Source records:
□ □ □ □ □ □ □

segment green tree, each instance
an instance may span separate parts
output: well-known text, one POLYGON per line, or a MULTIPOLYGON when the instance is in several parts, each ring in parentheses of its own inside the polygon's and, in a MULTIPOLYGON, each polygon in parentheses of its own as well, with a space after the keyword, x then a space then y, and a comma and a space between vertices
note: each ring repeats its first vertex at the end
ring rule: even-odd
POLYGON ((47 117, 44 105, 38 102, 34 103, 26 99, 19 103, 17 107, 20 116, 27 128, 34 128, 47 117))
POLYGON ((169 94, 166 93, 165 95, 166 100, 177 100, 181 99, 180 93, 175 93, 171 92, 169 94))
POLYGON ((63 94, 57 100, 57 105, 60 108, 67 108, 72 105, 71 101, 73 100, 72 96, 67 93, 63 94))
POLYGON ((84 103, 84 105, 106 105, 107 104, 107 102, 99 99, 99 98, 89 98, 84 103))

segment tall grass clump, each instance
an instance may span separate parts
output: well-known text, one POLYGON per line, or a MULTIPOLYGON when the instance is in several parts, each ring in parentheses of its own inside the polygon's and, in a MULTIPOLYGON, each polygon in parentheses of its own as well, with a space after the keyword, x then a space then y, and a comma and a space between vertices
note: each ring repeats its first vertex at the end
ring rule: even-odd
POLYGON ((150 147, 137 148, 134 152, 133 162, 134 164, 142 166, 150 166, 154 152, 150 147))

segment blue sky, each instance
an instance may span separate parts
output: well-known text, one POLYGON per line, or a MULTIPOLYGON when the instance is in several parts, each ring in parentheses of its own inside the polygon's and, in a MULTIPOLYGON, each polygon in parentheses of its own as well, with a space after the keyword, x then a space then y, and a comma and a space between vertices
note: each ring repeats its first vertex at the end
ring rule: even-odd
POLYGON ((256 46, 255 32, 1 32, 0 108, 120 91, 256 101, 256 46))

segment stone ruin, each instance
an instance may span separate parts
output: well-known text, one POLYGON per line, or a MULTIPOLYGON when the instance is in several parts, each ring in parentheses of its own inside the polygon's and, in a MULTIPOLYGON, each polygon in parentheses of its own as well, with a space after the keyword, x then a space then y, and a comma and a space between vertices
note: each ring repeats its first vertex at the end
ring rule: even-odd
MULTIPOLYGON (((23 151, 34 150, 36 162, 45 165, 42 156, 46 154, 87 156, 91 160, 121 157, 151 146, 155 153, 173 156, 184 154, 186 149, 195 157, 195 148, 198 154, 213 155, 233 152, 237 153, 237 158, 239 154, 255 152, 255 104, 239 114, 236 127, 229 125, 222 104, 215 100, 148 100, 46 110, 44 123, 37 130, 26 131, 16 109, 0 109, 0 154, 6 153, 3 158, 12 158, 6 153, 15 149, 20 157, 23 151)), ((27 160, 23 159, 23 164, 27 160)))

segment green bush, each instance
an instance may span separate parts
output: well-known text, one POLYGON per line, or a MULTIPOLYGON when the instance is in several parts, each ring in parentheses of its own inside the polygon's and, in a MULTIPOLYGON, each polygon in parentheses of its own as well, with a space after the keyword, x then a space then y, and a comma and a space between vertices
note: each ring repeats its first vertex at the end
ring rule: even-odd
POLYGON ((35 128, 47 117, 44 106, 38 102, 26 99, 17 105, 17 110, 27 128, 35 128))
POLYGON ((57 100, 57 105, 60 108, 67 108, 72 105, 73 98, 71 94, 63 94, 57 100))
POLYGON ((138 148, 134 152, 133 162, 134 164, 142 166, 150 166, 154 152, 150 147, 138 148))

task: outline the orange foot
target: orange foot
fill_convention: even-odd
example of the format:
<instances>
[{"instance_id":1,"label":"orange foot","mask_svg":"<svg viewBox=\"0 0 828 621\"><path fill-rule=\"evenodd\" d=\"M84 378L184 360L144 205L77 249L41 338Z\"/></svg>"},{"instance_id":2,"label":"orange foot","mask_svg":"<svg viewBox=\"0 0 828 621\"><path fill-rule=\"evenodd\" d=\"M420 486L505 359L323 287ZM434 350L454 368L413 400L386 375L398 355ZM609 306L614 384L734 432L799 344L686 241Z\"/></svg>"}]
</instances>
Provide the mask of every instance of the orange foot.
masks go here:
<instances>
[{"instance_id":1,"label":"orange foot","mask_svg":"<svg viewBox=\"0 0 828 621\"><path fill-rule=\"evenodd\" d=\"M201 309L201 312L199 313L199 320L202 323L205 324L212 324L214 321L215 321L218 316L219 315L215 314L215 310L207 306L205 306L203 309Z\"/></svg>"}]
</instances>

□ □ □ □ □ □ □

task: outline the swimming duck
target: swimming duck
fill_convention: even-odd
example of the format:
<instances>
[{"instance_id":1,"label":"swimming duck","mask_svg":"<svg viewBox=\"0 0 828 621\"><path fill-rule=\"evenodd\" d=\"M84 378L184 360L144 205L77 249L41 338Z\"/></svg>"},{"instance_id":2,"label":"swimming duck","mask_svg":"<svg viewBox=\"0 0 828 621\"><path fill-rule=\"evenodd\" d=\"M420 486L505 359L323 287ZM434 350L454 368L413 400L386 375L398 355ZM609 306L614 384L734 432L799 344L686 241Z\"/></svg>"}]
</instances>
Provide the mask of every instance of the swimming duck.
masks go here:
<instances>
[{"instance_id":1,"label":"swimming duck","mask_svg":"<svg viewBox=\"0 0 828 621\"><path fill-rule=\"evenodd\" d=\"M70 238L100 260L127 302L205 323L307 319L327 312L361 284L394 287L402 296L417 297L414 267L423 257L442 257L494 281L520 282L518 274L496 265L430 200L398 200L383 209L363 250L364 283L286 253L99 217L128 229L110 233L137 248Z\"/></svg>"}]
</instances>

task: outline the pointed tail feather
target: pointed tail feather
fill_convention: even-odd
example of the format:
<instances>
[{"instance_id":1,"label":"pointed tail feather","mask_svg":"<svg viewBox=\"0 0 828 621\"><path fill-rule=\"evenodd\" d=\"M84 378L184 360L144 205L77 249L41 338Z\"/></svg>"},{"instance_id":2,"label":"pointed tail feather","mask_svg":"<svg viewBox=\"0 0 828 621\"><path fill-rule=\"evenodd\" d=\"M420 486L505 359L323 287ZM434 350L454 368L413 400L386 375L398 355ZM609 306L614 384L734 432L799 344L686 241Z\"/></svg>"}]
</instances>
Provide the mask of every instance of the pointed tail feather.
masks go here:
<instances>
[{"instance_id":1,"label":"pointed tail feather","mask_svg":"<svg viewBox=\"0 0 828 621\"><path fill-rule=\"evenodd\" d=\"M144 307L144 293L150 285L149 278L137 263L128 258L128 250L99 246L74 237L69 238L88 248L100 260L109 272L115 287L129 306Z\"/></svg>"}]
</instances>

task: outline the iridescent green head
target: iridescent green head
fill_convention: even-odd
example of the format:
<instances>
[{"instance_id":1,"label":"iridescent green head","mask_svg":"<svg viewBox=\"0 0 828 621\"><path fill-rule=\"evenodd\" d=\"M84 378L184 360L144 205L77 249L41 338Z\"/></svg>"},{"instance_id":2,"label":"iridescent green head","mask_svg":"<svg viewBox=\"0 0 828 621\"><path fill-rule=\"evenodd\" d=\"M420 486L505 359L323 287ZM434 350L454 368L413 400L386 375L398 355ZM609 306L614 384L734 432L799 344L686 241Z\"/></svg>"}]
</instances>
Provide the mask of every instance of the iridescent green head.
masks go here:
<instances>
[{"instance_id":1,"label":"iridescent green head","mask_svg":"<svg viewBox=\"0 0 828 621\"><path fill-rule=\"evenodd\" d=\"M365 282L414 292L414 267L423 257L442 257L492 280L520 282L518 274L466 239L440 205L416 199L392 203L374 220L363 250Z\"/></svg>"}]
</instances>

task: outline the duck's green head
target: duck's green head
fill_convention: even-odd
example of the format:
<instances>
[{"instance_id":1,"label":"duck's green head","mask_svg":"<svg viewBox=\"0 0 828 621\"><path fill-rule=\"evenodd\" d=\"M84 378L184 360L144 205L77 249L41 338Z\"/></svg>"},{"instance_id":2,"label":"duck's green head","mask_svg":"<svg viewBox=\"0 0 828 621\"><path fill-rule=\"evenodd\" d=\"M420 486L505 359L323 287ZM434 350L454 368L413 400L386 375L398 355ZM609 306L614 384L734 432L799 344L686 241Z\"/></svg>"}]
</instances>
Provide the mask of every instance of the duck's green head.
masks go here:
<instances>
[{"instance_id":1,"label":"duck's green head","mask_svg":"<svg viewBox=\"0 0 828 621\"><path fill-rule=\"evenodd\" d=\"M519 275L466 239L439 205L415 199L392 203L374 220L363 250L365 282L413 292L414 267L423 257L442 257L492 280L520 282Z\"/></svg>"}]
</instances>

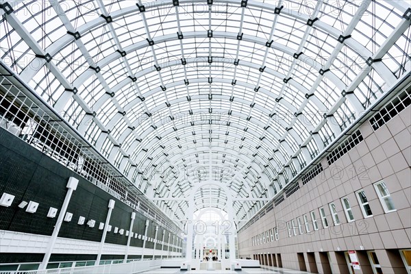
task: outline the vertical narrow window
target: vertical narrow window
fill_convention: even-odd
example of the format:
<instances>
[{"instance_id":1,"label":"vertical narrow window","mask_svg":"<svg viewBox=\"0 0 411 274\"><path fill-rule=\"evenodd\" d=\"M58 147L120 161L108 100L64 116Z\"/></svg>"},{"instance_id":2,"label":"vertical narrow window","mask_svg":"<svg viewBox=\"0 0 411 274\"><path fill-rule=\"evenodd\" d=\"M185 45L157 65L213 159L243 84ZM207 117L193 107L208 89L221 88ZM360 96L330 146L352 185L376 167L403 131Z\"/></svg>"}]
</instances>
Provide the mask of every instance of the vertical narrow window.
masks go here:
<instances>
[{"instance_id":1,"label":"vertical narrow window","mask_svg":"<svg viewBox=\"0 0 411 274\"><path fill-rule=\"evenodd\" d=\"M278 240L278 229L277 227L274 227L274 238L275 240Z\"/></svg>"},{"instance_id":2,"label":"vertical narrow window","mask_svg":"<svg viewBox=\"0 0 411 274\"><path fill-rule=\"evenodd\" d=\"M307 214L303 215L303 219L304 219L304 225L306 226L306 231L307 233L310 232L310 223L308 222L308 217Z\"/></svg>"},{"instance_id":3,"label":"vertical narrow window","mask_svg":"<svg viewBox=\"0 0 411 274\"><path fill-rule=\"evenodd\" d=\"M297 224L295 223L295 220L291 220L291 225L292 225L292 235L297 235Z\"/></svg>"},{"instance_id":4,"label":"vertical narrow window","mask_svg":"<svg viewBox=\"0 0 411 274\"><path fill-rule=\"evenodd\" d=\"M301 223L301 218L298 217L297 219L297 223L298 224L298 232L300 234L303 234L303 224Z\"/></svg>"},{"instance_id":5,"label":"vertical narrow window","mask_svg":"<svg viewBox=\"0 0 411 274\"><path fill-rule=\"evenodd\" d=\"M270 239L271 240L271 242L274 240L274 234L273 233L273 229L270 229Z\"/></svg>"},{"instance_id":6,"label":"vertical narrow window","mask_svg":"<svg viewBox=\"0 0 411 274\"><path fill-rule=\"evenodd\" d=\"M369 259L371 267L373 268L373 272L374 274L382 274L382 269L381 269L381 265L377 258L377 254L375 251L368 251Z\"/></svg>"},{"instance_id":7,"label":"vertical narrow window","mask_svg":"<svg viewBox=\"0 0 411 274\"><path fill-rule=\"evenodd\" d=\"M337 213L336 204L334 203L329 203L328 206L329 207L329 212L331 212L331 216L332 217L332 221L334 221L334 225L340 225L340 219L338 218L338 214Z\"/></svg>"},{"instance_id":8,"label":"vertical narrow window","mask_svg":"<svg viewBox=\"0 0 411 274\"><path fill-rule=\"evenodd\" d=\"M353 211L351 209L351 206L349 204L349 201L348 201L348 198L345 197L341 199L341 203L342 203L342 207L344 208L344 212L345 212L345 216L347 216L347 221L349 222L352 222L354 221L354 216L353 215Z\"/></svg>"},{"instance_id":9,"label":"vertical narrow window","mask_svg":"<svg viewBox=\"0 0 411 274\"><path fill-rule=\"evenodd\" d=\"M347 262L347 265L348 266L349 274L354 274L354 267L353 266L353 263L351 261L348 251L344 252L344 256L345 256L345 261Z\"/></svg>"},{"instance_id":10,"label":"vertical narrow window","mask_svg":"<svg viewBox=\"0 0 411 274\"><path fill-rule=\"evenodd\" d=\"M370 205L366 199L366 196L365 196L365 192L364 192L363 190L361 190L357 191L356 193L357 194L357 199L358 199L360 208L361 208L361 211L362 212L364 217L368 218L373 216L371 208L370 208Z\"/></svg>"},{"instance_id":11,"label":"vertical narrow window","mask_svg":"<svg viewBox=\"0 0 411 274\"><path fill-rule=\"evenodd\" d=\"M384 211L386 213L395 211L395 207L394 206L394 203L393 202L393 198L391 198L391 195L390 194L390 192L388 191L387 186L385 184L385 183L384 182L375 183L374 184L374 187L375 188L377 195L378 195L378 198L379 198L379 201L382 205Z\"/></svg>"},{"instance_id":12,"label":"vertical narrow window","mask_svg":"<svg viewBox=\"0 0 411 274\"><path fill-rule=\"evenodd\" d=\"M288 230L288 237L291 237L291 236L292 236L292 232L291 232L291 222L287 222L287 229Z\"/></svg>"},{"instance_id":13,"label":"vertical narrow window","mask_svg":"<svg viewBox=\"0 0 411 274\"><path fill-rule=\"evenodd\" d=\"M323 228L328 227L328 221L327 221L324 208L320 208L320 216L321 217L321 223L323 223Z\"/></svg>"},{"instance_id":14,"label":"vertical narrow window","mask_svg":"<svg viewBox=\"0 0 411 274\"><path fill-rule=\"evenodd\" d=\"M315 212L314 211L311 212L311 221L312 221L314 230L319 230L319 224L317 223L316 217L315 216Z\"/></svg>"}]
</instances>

□ □ □ □ □ □ □

Please copy out the lines of the records above verbatim, starting with the line containing "segment green tree, each instance" and going on through the line containing "POLYGON ((169 94, 166", both included.

Expected output >>
segment green tree, each instance
an instance may span separate parts
output: well-known text, one POLYGON per line, or a MULTIPOLYGON when the instance is in several parts, each ring in parentheses of its own inside the polygon's and, in a MULTIPOLYGON, each polygon in parentheses of its own as well, with a space after the keyword, x then a space then y, and a comma and a space between vertices
note: each ring repeats its first vertex at the end
ring rule: even-odd
POLYGON ((47 117, 44 105, 38 102, 34 103, 26 99, 19 103, 17 107, 20 116, 27 128, 34 128, 47 117))
POLYGON ((169 94, 166 93, 165 95, 166 100, 177 100, 181 99, 180 93, 175 93, 171 92, 169 94))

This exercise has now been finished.